## Source records
>> BEGIN

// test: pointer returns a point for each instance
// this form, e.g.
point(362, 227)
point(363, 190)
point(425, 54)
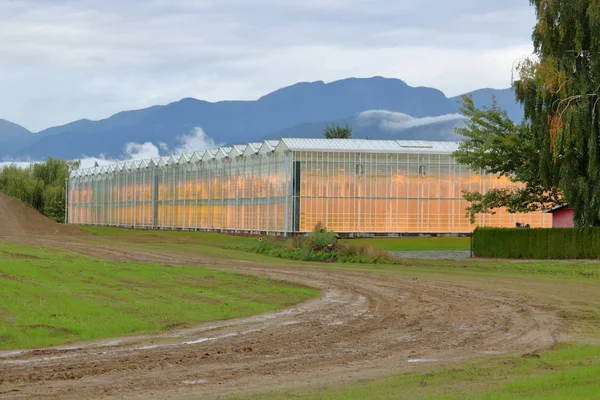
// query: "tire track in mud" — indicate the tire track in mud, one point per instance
point(364, 325)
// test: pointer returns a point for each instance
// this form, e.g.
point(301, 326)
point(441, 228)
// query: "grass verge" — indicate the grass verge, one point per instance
point(568, 372)
point(51, 297)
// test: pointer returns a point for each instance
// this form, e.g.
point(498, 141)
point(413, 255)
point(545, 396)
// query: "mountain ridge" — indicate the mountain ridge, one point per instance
point(241, 121)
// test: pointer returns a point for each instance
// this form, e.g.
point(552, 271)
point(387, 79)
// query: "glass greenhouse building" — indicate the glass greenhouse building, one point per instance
point(353, 186)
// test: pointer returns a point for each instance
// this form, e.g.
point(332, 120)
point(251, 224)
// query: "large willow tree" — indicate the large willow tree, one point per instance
point(560, 91)
point(554, 152)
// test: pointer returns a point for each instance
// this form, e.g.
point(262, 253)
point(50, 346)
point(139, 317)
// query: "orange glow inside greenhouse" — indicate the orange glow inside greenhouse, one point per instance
point(352, 186)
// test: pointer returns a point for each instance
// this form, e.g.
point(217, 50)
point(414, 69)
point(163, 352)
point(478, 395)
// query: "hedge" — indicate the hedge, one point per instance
point(554, 243)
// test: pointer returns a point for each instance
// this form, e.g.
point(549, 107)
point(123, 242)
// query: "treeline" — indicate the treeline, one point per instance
point(41, 185)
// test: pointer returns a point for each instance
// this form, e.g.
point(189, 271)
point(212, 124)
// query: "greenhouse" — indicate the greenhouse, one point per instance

>> END

## What is expected
All the material shown above is to be copied exactly, with no pictures carried over.

## Answer for this exercise
// test: pointer returns a point for each instance
// this form, e.g.
point(362, 227)
point(363, 190)
point(425, 54)
// query: "tire track in mud" — indicate the tire track in mud, one point per instance
point(364, 325)
// test: pointer returns a point for each instance
// this form, e.g.
point(301, 326)
point(441, 228)
// query: "grass verge" — indicate the grass verge, one point per instance
point(568, 372)
point(51, 297)
// test: pointer returns a point for each instance
// this form, e.g.
point(498, 141)
point(413, 255)
point(545, 396)
// query: "mountain ridge" — indicate the mountain ridge, one point per instance
point(241, 121)
// test: pointer returns a point for each instance
// this form, e.g.
point(552, 271)
point(387, 79)
// query: "glass greenhouse building" — indicate the glass greenhouse building, one point per instance
point(353, 186)
// test: pointer returns a point for each instance
// this form, e.g.
point(332, 120)
point(251, 224)
// query: "large willow tree" — indicate the large willow tree, one point per instance
point(560, 91)
point(554, 152)
// test: pointer returns a point for each instance
// this form, e.g.
point(262, 253)
point(50, 346)
point(139, 317)
// query: "orange glow inside greenhouse" — indicate the orange glow inside greenhouse, one point per instance
point(352, 186)
// test: pointer returns a point for each instance
// this form, e.g.
point(217, 50)
point(414, 69)
point(163, 352)
point(478, 395)
// query: "hedge" — indicate the hedge, one point per instance
point(554, 243)
// test: pointer returns a point for each instance
// this form, e.g.
point(549, 107)
point(123, 242)
// query: "treeline" — indicate the treeline, one point per instance
point(41, 185)
// test: pointer returns a point for each instance
// this form, e.g.
point(189, 271)
point(212, 124)
// query: "greenhouse" — indicate the greenhouse, one point per instance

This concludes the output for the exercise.